"""

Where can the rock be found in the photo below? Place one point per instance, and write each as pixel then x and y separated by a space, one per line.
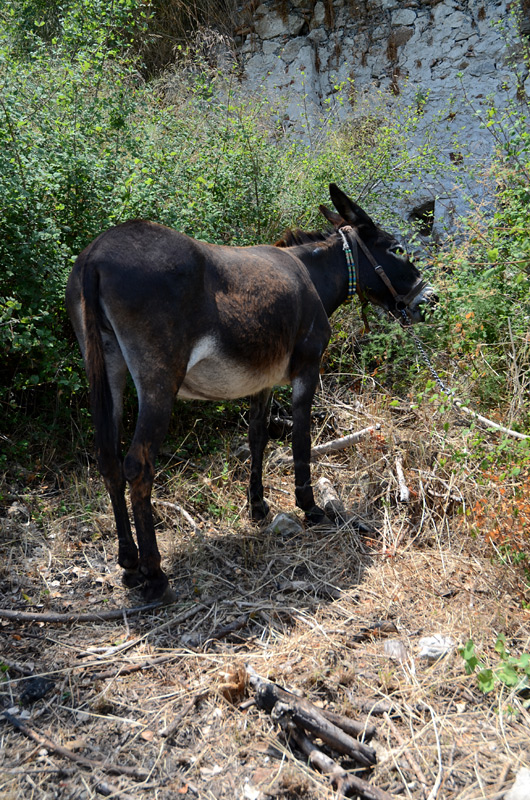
pixel 403 16
pixel 285 525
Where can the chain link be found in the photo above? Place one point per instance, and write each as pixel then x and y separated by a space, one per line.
pixel 419 346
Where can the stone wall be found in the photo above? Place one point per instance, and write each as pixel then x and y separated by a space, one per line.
pixel 449 56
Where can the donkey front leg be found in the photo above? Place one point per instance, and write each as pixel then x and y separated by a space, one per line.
pixel 304 387
pixel 139 469
pixel 258 436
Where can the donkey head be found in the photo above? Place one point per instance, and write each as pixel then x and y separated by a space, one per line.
pixel 385 274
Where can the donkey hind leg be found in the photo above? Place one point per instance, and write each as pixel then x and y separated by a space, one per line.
pixel 258 436
pixel 304 386
pixel 139 469
pixel 110 456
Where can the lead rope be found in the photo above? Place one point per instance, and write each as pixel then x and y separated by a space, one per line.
pixel 450 393
pixel 419 346
pixel 353 288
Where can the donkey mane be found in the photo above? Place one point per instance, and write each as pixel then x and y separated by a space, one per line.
pixel 291 238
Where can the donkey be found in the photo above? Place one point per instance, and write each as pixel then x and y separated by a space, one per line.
pixel 210 322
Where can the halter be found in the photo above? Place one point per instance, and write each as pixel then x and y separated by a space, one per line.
pixel 402 300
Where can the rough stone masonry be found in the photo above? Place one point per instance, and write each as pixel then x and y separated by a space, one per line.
pixel 450 57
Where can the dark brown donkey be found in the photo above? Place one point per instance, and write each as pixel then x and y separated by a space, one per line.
pixel 207 322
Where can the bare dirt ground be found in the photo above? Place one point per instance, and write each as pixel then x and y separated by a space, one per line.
pixel 333 613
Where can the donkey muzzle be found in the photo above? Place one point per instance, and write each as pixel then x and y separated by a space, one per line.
pixel 415 309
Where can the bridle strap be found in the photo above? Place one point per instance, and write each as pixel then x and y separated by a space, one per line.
pixel 353 283
pixel 351 262
pixel 402 300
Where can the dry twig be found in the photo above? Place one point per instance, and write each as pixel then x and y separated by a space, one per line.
pixel 64 752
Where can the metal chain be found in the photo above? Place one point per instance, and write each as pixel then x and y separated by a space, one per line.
pixel 445 389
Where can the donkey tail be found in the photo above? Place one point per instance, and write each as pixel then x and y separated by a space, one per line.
pixel 101 399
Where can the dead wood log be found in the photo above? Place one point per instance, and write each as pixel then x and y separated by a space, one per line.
pixel 310 718
pixel 330 501
pixel 344 442
pixel 64 752
pixel 404 492
pixel 97 616
pixel 342 781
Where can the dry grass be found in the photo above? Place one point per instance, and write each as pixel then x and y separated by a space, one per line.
pixel 307 602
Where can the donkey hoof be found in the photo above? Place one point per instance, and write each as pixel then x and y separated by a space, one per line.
pixel 316 516
pixel 259 511
pixel 132 578
pixel 158 589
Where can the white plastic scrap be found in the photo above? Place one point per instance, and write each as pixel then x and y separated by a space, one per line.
pixel 434 647
pixel 521 788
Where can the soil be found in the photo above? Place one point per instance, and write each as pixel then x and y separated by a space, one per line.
pixel 335 613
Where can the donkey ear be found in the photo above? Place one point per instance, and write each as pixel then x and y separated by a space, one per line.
pixel 351 212
pixel 331 216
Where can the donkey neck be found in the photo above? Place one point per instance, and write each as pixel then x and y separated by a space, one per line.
pixel 327 266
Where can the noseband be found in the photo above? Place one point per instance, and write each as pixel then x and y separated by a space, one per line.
pixel 401 300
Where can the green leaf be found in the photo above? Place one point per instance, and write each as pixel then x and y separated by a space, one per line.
pixel 486 680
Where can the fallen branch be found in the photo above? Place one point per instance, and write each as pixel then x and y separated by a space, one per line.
pixel 330 501
pixel 488 422
pixel 343 442
pixel 64 752
pixel 128 669
pixel 97 616
pixel 307 716
pixel 343 782
pixel 284 455
pixel 179 510
pixel 404 493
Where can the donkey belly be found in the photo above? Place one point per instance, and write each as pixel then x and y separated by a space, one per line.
pixel 213 375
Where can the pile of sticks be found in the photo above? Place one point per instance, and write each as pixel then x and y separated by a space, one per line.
pixel 303 722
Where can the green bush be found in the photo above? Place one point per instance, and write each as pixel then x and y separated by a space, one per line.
pixel 86 143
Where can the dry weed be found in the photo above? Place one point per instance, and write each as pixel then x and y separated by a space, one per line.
pixel 311 611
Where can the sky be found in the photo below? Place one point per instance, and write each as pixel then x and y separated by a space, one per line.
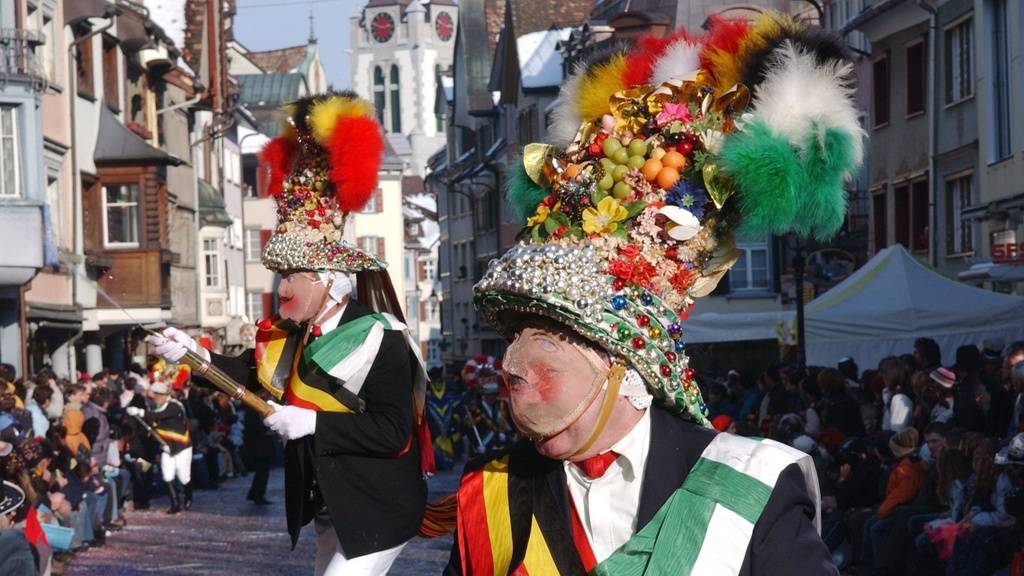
pixel 265 25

"""

> **Exercise aim**
Rewrite all of the rows above, replacing "photo" with "image" and leaving everything else unchanged. Omit the pictures from your answer.

> **Result for this exercise**
Where can the rock be found in the image below? Place one point per instance, and write each as pixel then x and y separated by a space, one per line.
pixel 403 16
pixel 285 525
Where can the chain link be found in the image above? Place one point per instance, and write each as pixel then x and y separated by a space, one per line.
pixel 419 346
Where can the stone wall be found in the image above? Place one point per instance, and write each as pixel then x and y separated by a space, one per line.
pixel 449 56
Where can the donkey front leg be found in the image above? Place one point per instance, and write each as pixel then x and y separated by a space, one per line.
pixel 304 387
pixel 139 469
pixel 258 436
Where can the donkey head be found in the image above? Place one point per instance, and write each as pixel then x and y separated by a space, one per line.
pixel 385 274
Where can the donkey hind leg be found in the image above? Place one point per instance, and write each as pixel then x and y separated by a space, one per line.
pixel 258 436
pixel 304 386
pixel 139 469
pixel 110 456
Where can the lead rope be found in the image above? Place one point per instance, and write each as pixel then x and y separated by a space, one per line.
pixel 450 393
pixel 419 346
pixel 353 288
Where can the donkey mane be found in the image above? Place one point per instance, and write each as pixel then x and y separated by a space, one per line.
pixel 291 238
Where can the donkey be found in the image above? Place one point per instance, and write each as pixel then x and y separated by a space, one per line.
pixel 210 322
Where can the halter be found in the image above? Place one point per instance, and write each as pixel then x and y separated by a space, one per line.
pixel 402 300
Where can the rough stone masonry be found in the image above? Place one point per instance, and write each as pixel then x and y separated by a space, one per line.
pixel 450 57
Where can the dark brown donkey be found in the image above? Place one point per instance, and write each as pixel then x and y separated by a space, one per line.
pixel 207 322
Where can the bare dirt ground be found in the image above? Place one point per instance, and write each as pixel then x and y separated by a space, one per line.
pixel 333 613
Where can the donkey muzzle be found in the image above? Place one point per instance, and write each as pixel then x and y separated by a space, one per line.
pixel 415 309
Where can the bridle strap be found in the image above? Place one point per instance, and write each as pixel then x and y separated by a space, one per line.
pixel 353 283
pixel 351 262
pixel 402 300
Where can the dry twig be found in the image above? Place one point per instance, and write each as pixel then x and y separated by a space, one per line.
pixel 64 752
Where can the metal chain be found in the image above? Place one point per instance, and write each as pixel then x and y separated by a space, one per line.
pixel 445 389
Where can the donkey tail be found in the image above? Place one point per instance, and write each as pixel then x and y separated by a space, one per line.
pixel 101 399
Where can the dead wood log be found in the image above? Place one point per instance, and write each as pixel then x and y separated by a space, one per line.
pixel 310 718
pixel 330 501
pixel 344 442
pixel 64 752
pixel 404 492
pixel 97 616
pixel 342 781
Where can the dry grass be found in the image above? Place one point per instance, and write each as pixel then x and y separated by a space, one per line.
pixel 307 602
Where can the donkey hoof be found in the image above? Place one point per instance, and write each as pixel then x and y separated by a space, one per line.
pixel 316 516
pixel 259 511
pixel 132 578
pixel 158 589
Where can the white plastic scrap be found in the image above? Place one point per instance, and write each as pixel then x and y separated by a space, one per line.
pixel 434 647
pixel 521 788
Where can the soil be found in the image above? Place one point per instance, and write each as pixel then x and y separated by a space, one per line.
pixel 335 613
Where can the donkey ear be found in the image above? Place one point per instance, and write each as pixel then x and y separated by a space, one per line.
pixel 351 212
pixel 331 216
Where can the donkey neck be found in the image above? Place one point per instance, and write each as pixel then x and y separated by a space, one per line.
pixel 327 266
Where can the noseband be found in the image above? Place one point per instance, and write each as pixel then x and y separated by a space, one per line.
pixel 401 300
Where can the green leaf be found in the image above? Place one point per instance, and write each as pixel then x and y separated by a space, one per line.
pixel 486 680
Where can the fallen branch be found in the image above? Place one point per instance, and write each as pixel then x and y separated by a space, one per line.
pixel 330 501
pixel 488 422
pixel 343 442
pixel 64 752
pixel 128 669
pixel 97 616
pixel 307 716
pixel 343 782
pixel 284 455
pixel 179 510
pixel 404 493
Where can the donkey belly be found in the image above? Place one point per instance, and write each as pixel then x and y separated by a space, one per line.
pixel 213 375
Where can the pile of sticks be found in the image above? Place one point per instance, and write each as pixel then x and y separated by a space, one per line.
pixel 303 722
Where can the green bush be found in the image above? Place one point per instance, and write each as pixel then x and y separated by a space, one per line.
pixel 86 143
Where can the dry weed be found in the image above? Place one point per instance, and write each as pixel then x and y separated by a space, one per line.
pixel 311 611
Where can the sky be found in the image below? Place one point per instance, and write each as pixel then x and y separated by a space, one per line.
pixel 265 25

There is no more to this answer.